**** QUOTED PASSAGE
Did you know that you are a trust fund baby? You probably don't realize that the expression "trust fund baby," slang for people who have had money put in trust for their economic security, applies to you, but it does.
Money held in trust is especially valuable because it cannot be reached by creditors. If you are delinquent on your credit card payments, a portion of your salary can be garnished -- deducted from every one of your pay checks and paid directly by your employer to your creditor, without your permission. All the creditor needs is a court order. But that is not true if the income comes from money held in trust for you. That money is beyond the creditor's reach. That is true of your trust fund, as well.
What is this trust fund of yours? Social Security. Your Social Security benefits are held in trust for you. Like other trust fund income, the money paid to you when you claim your Social Security benefits is shielded from creditors. Let a credit card company go to court to try to get a portion of your Social Security benefit. The case will be thrown out immediately.
Financial institutions and other creditors can seize your wages and bank accounts with a court order. But, like other trust income, these institutions cannot seize your Social Security trust fund benefits. Your Social Security is beyond the reach of all your creditors. All your creditors, that is, with one shocking exception. One entity, designed to protect you, can grab your Social Security if you owe it money. That entity is the federal government.
Since 1996, thanks to the Debt Collection Improvement Act, the federal government now has the power to garnish a portion of your Social Security benefits for the repayment of federal student loans, Veterans Administration home loans, food stamp overpayments and the like. And our government has been making use of this new power. Let's look just at student loans.
The nation is facing a student loan crisis. When once young adults could emerge from college with manageable debt, now they are often saddled with enormous debt. Indeed, nearly one out of two millennials, those born between 1980 and 2000, carries student debt. The amounts owed to creditors for student loan debt is skyrocketing, as the following chart shows.
Many see student debt as a young person's problem, but it affects all generations. People ages 65 and older owe $18.2 billion on student loans. People ages 75 and older owe around $2 billion on outstanding student loans. As the population ages, the amounts owed by those age groups are increasing rapidly.
Some of this debt is decades old, incurred when those older people sought higher education or retraining for themselves. Some is the result of co-signing loans to help their children and grandchildren. About 90 percent of nongovernment student debt -- loans made by private banks or other private financial institutions -- must be co-signed and the co-signers are generally parents and grandparents.
It doesn't matter how good the reason for the loan or how dire the burden; if the loans can't be paid off, they will follow you into retirement, and literally, to the grave. Student debt cannot easily be discharged in bankruptcy, despite great hardship.
Student loans owed by seniors are much more likely to be in default than student debt held by younger Americans. In 2013, for example, twelve percent of federal student loans held by those aged 24 to 49 were in default. In contrast, 27 percent of federal student loans held by those aged 65 to 74 were in default. For those aged 75 and older, the default was more than 50 percent!
********
**** DATASET CONTENT
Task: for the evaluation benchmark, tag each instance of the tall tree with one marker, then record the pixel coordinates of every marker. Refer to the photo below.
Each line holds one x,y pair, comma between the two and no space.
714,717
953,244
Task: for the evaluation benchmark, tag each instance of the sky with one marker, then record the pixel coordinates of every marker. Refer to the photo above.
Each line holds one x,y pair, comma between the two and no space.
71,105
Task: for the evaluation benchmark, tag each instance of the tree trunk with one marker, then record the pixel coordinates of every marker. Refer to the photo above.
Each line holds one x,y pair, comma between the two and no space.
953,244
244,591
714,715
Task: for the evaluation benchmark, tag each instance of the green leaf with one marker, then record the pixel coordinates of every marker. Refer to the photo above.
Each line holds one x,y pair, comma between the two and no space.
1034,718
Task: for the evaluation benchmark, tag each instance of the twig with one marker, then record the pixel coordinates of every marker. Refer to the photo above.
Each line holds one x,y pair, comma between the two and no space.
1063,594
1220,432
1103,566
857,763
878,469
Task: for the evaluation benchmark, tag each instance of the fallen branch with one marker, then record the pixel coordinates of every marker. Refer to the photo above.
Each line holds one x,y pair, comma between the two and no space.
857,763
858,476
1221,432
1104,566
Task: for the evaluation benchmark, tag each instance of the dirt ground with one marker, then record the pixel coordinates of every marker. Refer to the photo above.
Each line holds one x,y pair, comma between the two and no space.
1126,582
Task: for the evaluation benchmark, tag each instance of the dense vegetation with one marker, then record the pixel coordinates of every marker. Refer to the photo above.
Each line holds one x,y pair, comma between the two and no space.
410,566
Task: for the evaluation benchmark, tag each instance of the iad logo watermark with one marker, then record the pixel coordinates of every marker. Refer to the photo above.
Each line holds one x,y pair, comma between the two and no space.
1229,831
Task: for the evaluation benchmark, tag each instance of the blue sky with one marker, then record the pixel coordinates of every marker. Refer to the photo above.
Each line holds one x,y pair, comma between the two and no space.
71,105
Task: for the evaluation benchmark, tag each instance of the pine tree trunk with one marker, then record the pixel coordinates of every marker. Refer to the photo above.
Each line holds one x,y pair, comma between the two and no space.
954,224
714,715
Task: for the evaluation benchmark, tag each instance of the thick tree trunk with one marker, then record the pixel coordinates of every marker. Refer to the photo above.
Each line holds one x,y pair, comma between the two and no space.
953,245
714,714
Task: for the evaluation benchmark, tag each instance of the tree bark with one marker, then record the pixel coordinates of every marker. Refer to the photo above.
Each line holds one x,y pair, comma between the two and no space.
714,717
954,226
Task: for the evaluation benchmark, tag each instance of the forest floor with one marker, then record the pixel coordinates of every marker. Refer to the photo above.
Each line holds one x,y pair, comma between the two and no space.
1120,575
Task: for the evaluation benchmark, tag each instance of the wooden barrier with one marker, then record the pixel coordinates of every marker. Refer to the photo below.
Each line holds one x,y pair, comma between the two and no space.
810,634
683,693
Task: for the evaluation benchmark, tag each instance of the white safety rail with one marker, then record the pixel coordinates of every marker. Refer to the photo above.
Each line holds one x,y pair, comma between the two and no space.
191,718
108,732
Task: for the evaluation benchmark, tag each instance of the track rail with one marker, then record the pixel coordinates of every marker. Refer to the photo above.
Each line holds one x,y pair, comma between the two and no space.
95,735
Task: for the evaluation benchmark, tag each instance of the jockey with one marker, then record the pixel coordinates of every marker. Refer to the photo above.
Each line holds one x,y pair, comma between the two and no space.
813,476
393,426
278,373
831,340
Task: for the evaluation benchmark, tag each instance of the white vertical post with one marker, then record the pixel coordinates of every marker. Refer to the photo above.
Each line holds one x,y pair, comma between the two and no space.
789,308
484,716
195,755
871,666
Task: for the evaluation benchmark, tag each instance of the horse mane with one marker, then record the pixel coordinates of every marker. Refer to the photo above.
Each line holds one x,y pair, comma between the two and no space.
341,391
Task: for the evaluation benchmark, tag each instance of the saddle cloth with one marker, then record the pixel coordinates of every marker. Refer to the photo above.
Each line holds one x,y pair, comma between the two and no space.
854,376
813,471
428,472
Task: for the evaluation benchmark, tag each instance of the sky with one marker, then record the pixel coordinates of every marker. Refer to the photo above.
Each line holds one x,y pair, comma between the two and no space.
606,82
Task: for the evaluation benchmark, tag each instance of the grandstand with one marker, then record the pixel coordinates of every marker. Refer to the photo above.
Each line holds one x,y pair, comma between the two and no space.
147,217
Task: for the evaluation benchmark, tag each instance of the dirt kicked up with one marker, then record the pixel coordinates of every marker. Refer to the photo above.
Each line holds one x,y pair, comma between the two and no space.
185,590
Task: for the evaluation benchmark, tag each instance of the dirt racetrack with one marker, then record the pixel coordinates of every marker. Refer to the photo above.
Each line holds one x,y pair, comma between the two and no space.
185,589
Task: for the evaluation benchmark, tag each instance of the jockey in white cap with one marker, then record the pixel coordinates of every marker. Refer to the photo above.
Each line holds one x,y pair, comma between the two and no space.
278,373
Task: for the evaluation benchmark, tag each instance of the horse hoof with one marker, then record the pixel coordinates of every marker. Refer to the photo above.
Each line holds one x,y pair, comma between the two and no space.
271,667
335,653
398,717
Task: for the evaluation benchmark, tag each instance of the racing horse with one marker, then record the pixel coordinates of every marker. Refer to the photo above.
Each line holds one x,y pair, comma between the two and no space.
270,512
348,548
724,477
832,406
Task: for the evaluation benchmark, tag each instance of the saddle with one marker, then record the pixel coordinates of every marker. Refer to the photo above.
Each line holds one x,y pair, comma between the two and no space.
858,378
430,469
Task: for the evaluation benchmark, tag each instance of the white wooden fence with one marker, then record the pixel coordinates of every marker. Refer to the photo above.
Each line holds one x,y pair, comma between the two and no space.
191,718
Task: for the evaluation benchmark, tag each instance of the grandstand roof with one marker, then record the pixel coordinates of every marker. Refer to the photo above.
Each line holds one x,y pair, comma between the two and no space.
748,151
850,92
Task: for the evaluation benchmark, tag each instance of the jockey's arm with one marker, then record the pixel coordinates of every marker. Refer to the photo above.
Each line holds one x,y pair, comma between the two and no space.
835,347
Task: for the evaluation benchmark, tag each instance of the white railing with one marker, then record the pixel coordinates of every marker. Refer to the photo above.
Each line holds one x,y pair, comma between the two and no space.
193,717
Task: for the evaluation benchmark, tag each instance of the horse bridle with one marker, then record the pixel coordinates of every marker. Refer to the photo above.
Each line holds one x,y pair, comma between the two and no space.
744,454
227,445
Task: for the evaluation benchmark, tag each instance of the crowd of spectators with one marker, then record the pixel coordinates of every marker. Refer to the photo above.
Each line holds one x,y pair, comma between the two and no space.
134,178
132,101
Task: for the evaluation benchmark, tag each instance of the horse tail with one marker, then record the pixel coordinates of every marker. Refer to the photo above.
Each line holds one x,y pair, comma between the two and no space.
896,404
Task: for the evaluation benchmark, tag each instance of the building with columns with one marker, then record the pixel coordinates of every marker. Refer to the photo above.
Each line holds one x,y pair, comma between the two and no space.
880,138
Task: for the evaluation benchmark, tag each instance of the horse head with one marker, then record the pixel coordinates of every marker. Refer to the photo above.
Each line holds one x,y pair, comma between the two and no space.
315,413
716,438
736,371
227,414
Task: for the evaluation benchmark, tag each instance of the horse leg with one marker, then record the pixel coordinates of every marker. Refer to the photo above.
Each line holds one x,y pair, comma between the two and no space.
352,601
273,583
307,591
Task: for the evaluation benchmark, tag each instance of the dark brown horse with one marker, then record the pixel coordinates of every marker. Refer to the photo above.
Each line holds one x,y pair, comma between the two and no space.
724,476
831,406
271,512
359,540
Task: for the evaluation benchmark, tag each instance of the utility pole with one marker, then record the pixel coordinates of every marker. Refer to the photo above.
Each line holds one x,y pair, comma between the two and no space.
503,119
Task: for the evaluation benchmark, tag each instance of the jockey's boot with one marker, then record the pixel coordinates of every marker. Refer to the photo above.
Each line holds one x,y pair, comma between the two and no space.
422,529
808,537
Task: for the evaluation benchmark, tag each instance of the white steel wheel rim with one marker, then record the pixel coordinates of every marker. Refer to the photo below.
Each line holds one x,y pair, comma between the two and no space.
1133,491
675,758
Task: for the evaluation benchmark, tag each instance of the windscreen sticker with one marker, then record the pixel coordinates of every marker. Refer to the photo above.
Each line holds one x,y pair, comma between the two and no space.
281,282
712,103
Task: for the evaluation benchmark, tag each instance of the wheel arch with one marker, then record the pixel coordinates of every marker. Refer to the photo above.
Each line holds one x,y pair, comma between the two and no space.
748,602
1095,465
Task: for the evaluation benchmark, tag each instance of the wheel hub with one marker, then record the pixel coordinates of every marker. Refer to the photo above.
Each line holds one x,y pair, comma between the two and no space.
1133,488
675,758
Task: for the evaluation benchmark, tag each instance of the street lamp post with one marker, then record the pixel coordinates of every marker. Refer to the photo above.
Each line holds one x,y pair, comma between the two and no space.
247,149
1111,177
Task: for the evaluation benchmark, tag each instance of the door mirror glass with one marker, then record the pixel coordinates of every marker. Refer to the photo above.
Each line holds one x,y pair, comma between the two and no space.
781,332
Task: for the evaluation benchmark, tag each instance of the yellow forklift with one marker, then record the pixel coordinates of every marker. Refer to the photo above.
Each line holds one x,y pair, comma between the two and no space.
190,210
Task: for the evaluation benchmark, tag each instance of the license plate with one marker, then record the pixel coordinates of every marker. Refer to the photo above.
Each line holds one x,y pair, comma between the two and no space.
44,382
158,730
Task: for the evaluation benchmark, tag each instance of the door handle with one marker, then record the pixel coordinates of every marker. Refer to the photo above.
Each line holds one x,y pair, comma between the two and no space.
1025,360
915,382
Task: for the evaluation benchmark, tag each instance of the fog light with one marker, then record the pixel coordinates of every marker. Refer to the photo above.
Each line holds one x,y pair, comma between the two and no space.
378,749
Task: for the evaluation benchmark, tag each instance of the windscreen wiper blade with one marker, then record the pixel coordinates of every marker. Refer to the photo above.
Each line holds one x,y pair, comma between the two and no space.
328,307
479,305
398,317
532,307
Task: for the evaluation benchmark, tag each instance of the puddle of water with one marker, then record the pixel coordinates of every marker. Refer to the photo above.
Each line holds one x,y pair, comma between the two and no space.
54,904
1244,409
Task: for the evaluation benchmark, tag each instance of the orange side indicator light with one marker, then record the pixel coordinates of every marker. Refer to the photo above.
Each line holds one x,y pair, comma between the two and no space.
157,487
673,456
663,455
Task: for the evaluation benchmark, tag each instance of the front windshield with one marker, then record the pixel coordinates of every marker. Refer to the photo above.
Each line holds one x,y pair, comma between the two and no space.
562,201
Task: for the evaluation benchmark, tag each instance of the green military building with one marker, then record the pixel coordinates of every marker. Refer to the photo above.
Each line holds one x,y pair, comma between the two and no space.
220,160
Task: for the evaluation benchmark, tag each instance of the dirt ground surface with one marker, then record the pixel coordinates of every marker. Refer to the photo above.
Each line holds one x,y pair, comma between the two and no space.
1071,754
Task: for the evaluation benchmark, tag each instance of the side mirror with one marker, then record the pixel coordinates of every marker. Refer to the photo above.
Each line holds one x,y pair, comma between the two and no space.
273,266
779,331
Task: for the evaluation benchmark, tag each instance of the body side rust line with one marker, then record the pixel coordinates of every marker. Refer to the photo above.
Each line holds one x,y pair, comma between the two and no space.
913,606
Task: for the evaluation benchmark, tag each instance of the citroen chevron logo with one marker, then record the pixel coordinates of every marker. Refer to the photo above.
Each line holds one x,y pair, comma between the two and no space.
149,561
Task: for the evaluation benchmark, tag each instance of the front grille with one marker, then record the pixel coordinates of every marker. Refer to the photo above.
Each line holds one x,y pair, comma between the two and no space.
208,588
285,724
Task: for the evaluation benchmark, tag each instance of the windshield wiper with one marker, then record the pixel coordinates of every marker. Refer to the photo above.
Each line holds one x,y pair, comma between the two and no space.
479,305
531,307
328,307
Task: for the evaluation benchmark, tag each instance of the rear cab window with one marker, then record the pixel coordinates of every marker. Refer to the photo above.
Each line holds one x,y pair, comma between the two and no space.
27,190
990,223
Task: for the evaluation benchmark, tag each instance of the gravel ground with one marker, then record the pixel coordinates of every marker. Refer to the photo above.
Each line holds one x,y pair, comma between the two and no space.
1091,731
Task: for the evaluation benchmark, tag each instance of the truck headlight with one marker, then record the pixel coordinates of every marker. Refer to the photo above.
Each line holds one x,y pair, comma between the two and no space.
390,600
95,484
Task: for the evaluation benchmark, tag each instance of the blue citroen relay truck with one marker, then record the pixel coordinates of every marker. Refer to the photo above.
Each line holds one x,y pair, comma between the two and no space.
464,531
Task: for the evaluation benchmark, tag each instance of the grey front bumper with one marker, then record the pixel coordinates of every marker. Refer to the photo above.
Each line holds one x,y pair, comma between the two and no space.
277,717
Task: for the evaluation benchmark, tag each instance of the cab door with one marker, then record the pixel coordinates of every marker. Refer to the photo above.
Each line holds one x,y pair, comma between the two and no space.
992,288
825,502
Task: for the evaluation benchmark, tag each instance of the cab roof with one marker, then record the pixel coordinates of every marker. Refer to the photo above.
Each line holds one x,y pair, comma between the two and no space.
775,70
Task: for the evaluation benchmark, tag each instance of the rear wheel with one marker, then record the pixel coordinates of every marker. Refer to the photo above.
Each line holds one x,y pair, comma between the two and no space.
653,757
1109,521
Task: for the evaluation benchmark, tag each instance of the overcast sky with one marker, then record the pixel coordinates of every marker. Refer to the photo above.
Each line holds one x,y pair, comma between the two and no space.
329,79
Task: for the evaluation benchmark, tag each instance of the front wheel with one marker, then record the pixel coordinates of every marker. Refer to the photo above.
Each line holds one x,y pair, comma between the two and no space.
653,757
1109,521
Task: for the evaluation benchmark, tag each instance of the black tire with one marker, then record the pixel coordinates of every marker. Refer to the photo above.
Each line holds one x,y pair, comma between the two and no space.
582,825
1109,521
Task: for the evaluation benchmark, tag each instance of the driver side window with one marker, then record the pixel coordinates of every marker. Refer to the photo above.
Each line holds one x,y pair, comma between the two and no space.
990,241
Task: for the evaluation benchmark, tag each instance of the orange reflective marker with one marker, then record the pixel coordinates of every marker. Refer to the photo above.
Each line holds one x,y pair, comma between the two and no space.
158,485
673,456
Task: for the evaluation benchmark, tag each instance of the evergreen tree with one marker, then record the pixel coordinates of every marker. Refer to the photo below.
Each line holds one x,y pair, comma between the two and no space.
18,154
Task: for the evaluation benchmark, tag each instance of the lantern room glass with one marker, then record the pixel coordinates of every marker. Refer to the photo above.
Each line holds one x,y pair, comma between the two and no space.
********
REQUIRED WORK:
[A] According to the Social Security article, which law gave the federal government the power to garnish Social Security benefits, and in what year?
[B] Please carry the Social Security article forward from its final sentence.

RESULTS IN ORDER:
[A] The Debt Collection Improvement Act, in 1996.

[B]
That's where Social Security comes into play. If the student loan was made by a private bank or other financial institution, your Social Security is safe. But beware, if the loan is a government loan. A portion of the Social Security benefits you earned can be grabbed without your permission. And it is happening at alarming rates. The number of retirees and people with disabilities who have a part of their modest Social Security benefits seized by the government to pay off student loans has tripled since 2008. 156,000 Social Security beneficiaries are currently having their earned benefits garnished to pay for college debt. And their number is projected to grow dramatically in the future, as the cost of education continues to balloon and the population ages.
Recognizing how vital Social Security is for beneficiaries, the 1996 legislation protected a portion of it. After all, almost two-thirds (64.6 percent) of elderly beneficiaries rely on Social Security for half or more of their income. One-third rely on those modest but vital benefits for virtually all of their income. Consequently, the 1996 law requires the government to leave beneficiaries at least $750 a month ($9,000 a year). Monthly income of $750 doesn't go very far. It didn't go very far in 1996, and the amount has not been increased for twenty years, since the law was enacted.
It's long past time to overturn the wrong-headed 1996 legislation and restore the protected status of Social Security trust fund payments. That's why, back in October, we joined with our allies to gather 375,000 signatures demanding a moratorium on the garnishment of Social Security benefits, and delivered them to the U.S. Department of Education.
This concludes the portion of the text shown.